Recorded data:
******************************
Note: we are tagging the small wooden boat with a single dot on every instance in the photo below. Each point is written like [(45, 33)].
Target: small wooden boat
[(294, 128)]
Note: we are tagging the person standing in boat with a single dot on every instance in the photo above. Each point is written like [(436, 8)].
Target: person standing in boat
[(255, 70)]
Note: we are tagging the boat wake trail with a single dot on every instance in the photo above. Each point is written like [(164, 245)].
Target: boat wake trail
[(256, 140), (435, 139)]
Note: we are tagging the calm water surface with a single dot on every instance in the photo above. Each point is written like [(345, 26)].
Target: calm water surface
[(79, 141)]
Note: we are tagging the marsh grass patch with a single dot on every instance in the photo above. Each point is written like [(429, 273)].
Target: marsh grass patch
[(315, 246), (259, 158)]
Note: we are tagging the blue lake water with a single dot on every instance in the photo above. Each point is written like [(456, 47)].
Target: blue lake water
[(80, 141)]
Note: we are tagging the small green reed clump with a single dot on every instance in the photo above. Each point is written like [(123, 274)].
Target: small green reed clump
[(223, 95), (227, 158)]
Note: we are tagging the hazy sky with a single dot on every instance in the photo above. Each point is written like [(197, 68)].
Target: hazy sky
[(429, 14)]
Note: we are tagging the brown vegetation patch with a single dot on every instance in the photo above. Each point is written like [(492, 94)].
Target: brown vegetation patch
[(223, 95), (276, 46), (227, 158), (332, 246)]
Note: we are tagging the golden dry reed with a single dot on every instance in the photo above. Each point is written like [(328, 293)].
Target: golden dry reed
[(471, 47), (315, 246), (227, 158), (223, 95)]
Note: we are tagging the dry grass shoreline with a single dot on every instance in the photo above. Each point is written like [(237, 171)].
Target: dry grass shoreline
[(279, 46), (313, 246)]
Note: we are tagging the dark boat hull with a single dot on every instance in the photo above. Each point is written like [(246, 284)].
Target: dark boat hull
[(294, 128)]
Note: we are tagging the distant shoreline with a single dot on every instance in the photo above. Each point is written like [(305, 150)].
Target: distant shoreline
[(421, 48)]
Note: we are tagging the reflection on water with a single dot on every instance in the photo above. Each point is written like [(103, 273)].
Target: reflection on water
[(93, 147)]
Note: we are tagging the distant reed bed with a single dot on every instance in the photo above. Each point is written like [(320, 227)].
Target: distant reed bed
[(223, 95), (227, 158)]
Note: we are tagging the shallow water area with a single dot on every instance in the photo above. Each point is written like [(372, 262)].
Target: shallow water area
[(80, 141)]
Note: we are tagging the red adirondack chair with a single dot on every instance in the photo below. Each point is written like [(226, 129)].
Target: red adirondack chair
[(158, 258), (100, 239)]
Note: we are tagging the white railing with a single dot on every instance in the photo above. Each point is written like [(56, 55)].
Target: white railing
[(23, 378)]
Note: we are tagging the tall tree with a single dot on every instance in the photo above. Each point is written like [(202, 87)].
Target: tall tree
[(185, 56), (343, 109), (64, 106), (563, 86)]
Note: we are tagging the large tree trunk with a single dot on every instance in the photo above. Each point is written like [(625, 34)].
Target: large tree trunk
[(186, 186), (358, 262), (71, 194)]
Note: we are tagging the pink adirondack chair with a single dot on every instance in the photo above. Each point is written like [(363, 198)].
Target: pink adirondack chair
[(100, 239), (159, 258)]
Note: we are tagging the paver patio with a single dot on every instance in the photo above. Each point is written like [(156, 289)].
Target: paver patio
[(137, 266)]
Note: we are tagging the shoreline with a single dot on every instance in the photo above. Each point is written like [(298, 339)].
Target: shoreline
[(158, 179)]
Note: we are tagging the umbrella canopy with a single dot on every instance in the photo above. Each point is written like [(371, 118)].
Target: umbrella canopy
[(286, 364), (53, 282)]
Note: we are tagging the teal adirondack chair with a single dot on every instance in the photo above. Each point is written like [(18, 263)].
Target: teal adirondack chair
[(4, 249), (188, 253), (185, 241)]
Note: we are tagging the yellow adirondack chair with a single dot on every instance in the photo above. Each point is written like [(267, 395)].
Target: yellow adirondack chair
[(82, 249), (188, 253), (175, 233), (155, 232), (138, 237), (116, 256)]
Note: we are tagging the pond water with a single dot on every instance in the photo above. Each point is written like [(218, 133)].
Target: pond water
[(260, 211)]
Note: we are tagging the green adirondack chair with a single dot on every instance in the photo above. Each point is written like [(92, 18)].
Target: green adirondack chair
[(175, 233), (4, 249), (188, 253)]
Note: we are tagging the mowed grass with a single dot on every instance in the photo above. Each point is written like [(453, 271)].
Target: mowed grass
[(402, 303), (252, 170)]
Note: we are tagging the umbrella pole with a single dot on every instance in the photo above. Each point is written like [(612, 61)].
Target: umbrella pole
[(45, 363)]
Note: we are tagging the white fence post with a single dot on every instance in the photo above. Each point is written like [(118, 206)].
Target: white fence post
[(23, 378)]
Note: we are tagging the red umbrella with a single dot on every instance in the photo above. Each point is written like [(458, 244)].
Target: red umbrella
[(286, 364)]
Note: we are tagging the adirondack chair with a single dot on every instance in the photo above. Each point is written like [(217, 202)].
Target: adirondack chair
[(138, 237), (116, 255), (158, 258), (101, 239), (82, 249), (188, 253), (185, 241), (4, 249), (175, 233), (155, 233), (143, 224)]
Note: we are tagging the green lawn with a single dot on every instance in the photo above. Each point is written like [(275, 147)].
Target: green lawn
******************************
-- What to produce --
Edit every item above so that "single dot" becomes "single marker", leaving all other text unchanged.

-- Solution --
Note: we are tagging the small wooden boat with a single marker on every instance in the photo below. Each point is written like [(45, 33)].
Target: small wooden boat
[(294, 128)]
Note: we are tagging the person standing in boat with a single marker on every instance in the photo above. Each point is written like [(436, 8)].
Target: person standing in boat
[(255, 70)]
Note: we are tagging the boat wake trail with a single marker on every instance in the photo above. Each point is written like [(164, 245)].
Target: boat wake trail
[(256, 140), (435, 139)]
Note: we are tagging the calm water surface with a single marker on every instance in the photo above. Each point is written like [(345, 26)].
Target: calm water surface
[(79, 141)]
Note: we are tagging the marsh grass patch with a single marker on every instance in the photo above. Each point is written like [(429, 273)].
Target: marsh grass patch
[(315, 246), (259, 158)]
Note: we are tagging the blue lake water with a single marker on every instance in the photo above. Each point is written like [(456, 47)].
Target: blue lake water
[(80, 141)]
Note: we are tagging the small green reed clump with a single marker on every instance in the photo above. Each point is written like [(123, 274)].
Target: small green reed clump
[(223, 95), (227, 158)]
Note: we are tagging the hazy sky with a single marker on every instance in the photo above. Each point is written like [(197, 68)].
Target: hazy sky
[(429, 14)]
Note: we are tagging the brown vegetation patch with a single marker on every instance in the photo above. Each point is written like [(492, 94)].
Target: brown vegetation patch
[(223, 95), (276, 46), (227, 158), (332, 246)]
Note: we are tagging the golden dry reed with a single marker on every instance in the photo above. Each point is written like [(328, 293)].
Target: golden dry reed
[(471, 47), (315, 246), (227, 158), (223, 95)]
Note: we are tagging the dry grass shoreline with a single marker on every instance in the photo above. Each point is written like [(237, 171)].
Target: dry grass shoreline
[(279, 46), (313, 246)]
Note: we are tagging the dark boat hull with a single marker on every instance in the photo above. Each point is written like [(246, 284)].
Target: dark boat hull
[(294, 128)]
Note: we are tagging the distant shoreline with a single marker on every instance in the photo above. Each point is written like [(305, 150)].
Target: distant shoreline
[(421, 48)]
Note: we are tagging the reflection on water with a single marker on every instance in the photo above. Each point is written like [(103, 273)].
Target: reflection on water
[(93, 147)]
Note: we are tagging the distant reed bed with a single marker on every instance in the photo above. Each point is written like [(320, 227)].
Target: distant reed bed
[(223, 95), (227, 158)]
Note: we are tagging the shallow water area with a single marker on every instance in the photo above. Each point is written like [(372, 262)].
Target: shallow water area
[(80, 141)]
Note: we are tagging the red adirondack chair with a single marker on every instance in the photo below. Each point is written like [(226, 129)].
Target: red adirondack chair
[(158, 258), (100, 239)]
Note: we are tagging the white railing with a single marker on every instance in the photo above. Each point is written like [(56, 55)].
Target: white railing
[(23, 378)]
Note: we are tagging the tall tree with a single marker on every instance in the photo above. Each point is written like [(202, 87)].
Target: tall tree
[(185, 56), (343, 109), (64, 106), (563, 86)]
Note: we are tagging the large tree trunk with a single marker on every instance in the photo above. Each point is written like [(625, 34)].
Target: large tree trunk
[(186, 186), (358, 262), (71, 194)]
Note: we are tagging the pink adirondack chair with a single marker on every instance in the photo above. Each point is written like [(363, 198)].
Target: pink adirondack chair
[(100, 239), (159, 258)]
Note: we are tagging the paver patio with a single marker on every instance in the photo above. Each point is written like [(156, 289)].
Target: paver patio
[(137, 266)]
Note: we are tagging the shoreline with a single marker on every instance in the photo above. Each point is written like [(298, 339)].
Target: shoreline
[(158, 179)]
Note: we are tagging the umbrella canopy with a single marker on every instance in the photo above. Each point is written like [(371, 118)].
Target: umbrella canopy
[(286, 364), (53, 282)]
Note: we are tagging the teal adirondack chair with a single marker on every instance in the photo above. Each point is written like [(18, 263)].
Target: teal adirondack chair
[(4, 249), (188, 253), (185, 241)]
Note: we are tagging the yellow adirondack chair with a single marker on every instance in the photo above. Each point is written like [(267, 395)].
Target: yellow adirondack chair
[(82, 249), (188, 253), (175, 233), (155, 232), (138, 237), (116, 256)]
Note: we are tagging the pond water with a single marker on every instance in the photo above. Each point is written like [(218, 133)].
Target: pond water
[(260, 211)]
Note: we are tagging the green adirondack chair with a single marker on every instance in the photo above. Each point is written like [(92, 18)].
Target: green adirondack chair
[(175, 233), (4, 249), (188, 253)]
Note: we are tagging the mowed grass with a single marker on every instance in the photo above. Each point is written like [(453, 271)].
Target: mowed grass
[(402, 303), (252, 170)]
Note: we are tagging the umbrella pole with a single marker on every instance in the photo above. Each point is written like [(612, 61)].
Target: umbrella pole
[(45, 363)]
Note: we are tagging the white fence post with a single marker on every instance in the photo above. Each point is written like [(118, 206)].
Target: white fence post
[(23, 378)]
Note: we are tagging the red umbrella with a single marker on every instance in the photo above. Each point is written like [(458, 244)].
Target: red umbrella
[(286, 364)]
Note: we are tagging the adirondack chair with a single marker on every instance in the photo above. Each point is written like [(217, 202)].
Target: adirondack chair
[(138, 237), (116, 255), (158, 258), (101, 239), (82, 249), (188, 253), (185, 241), (4, 249), (175, 233), (155, 233), (143, 224)]
Note: we are tagging the green lawn with a single marker on every instance in the photo above. Each point is written like [(275, 147)].
Target: green lawn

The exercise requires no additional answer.